[START OF Material for this task]
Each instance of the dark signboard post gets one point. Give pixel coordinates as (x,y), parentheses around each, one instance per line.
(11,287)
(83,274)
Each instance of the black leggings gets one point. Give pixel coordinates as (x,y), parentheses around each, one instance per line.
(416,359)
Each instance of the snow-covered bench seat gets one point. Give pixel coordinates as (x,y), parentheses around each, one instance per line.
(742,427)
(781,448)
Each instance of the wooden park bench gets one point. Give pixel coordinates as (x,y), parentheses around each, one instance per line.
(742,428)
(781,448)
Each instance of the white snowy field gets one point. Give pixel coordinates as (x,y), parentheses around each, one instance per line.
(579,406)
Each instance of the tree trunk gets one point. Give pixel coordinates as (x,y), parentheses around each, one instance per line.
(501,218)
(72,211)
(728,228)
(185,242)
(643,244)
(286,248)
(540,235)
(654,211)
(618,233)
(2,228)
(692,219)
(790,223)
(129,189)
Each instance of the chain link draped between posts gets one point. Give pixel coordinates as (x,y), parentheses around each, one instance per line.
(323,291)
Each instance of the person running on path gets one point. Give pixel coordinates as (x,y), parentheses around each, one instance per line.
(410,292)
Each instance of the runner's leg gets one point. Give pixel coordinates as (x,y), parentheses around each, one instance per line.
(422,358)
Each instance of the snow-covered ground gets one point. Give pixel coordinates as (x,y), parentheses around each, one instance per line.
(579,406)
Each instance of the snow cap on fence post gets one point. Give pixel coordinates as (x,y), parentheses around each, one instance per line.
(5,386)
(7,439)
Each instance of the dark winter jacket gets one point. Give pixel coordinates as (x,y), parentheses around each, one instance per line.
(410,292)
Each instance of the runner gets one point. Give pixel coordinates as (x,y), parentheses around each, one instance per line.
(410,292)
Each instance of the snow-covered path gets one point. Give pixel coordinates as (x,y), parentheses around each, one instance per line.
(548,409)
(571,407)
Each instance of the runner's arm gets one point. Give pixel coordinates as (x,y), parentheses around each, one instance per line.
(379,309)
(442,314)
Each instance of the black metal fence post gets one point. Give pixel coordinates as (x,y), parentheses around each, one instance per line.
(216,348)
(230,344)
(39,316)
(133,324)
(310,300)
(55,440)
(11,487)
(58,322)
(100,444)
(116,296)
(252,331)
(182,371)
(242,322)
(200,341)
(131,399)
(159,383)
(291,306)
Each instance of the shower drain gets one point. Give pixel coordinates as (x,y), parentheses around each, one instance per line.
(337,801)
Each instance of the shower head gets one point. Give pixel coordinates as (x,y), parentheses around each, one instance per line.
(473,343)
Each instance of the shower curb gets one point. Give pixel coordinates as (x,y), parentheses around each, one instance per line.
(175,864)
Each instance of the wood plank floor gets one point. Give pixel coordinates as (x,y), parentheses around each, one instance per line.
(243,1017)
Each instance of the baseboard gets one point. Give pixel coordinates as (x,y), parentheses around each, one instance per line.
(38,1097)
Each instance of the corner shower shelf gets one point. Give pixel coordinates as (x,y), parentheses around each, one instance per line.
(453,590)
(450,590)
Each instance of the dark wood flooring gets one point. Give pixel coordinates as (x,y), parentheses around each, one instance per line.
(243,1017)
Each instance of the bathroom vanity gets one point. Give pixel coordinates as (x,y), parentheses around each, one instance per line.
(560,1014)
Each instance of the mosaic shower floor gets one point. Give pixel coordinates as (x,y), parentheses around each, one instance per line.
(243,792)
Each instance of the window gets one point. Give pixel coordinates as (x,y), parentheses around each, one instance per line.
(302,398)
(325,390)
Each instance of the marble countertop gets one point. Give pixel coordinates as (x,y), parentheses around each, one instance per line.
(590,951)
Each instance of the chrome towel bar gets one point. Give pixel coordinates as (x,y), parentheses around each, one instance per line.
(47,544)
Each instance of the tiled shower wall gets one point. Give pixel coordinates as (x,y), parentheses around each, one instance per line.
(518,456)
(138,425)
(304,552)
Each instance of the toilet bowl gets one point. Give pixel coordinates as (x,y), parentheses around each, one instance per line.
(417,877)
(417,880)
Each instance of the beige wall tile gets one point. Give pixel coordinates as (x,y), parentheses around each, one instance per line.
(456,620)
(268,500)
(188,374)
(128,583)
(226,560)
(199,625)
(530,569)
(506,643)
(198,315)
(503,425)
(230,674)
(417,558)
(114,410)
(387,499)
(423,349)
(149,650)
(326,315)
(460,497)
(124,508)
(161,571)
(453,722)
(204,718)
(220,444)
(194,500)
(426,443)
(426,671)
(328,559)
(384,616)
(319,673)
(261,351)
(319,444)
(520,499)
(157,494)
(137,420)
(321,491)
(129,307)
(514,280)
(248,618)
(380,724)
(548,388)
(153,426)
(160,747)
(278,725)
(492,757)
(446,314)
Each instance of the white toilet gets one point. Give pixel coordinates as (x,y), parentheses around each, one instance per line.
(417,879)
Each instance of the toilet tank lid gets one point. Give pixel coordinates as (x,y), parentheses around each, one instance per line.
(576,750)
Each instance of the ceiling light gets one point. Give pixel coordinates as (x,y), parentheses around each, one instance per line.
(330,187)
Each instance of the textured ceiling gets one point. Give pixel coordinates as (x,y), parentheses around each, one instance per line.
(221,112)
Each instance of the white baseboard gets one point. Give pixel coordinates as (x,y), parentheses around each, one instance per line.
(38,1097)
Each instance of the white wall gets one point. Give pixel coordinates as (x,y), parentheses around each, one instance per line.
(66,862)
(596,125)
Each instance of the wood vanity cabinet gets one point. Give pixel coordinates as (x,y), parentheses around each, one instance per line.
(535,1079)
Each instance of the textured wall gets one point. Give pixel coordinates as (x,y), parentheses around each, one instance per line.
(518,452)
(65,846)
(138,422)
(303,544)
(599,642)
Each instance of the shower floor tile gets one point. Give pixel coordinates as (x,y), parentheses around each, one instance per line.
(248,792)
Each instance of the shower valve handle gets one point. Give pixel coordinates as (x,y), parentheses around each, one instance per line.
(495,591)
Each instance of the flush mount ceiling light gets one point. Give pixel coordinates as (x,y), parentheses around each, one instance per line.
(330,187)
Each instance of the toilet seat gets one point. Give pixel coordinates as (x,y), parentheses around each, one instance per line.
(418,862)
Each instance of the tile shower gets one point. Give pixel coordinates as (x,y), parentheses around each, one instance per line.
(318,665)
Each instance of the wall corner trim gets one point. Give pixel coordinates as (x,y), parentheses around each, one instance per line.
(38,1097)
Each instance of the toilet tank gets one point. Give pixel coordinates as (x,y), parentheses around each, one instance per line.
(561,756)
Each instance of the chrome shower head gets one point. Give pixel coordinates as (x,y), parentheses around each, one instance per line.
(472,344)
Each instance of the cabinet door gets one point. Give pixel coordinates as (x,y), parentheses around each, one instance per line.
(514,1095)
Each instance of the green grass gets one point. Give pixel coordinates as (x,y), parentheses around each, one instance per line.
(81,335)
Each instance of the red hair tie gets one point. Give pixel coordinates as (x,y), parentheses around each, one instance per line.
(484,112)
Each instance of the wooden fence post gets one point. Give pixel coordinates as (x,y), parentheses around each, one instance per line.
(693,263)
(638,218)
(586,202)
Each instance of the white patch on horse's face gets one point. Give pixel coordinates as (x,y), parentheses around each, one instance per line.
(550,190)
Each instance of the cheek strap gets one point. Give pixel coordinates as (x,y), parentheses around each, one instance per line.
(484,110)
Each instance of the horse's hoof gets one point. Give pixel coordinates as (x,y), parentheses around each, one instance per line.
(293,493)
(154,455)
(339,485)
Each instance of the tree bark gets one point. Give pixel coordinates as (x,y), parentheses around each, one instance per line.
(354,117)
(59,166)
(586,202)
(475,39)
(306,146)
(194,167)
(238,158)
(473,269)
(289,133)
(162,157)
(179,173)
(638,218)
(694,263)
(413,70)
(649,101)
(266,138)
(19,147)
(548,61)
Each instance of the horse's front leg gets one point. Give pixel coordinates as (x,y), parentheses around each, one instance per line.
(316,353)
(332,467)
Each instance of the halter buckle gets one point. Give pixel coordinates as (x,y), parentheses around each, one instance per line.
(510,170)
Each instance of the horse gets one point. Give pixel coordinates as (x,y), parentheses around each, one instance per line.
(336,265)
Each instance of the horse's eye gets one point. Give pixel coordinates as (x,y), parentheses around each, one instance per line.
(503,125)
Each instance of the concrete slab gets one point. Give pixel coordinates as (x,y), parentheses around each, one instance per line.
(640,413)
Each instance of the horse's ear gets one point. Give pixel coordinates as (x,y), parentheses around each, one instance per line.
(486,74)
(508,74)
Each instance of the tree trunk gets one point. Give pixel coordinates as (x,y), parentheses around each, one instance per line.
[END OF Material for this task]
▸ Problem to work on
Return the lines of the listing that begin at the line containing "Each instance of the horse's eye" and continue through the final line of the listing, reproducing each line unchanged with both ends included.

▸ Complete answer
Each instance of the horse's eye gets one point. Give pixel coordinates as (x,y), parentheses around each, one instance per line.
(503,125)
Each instance of the concrete slab gets one point. Give pixel coordinates as (x,y), parentheses around each, one instance per line.
(640,413)
Each instance of the horse's ear gets one point. Give pixel coordinates as (x,y), parentheses around each, one instance per line.
(486,74)
(508,74)
Each instance of the tree trunk gets one point. Give pixel coordinates as (x,y), parentheses around each, one instance per line.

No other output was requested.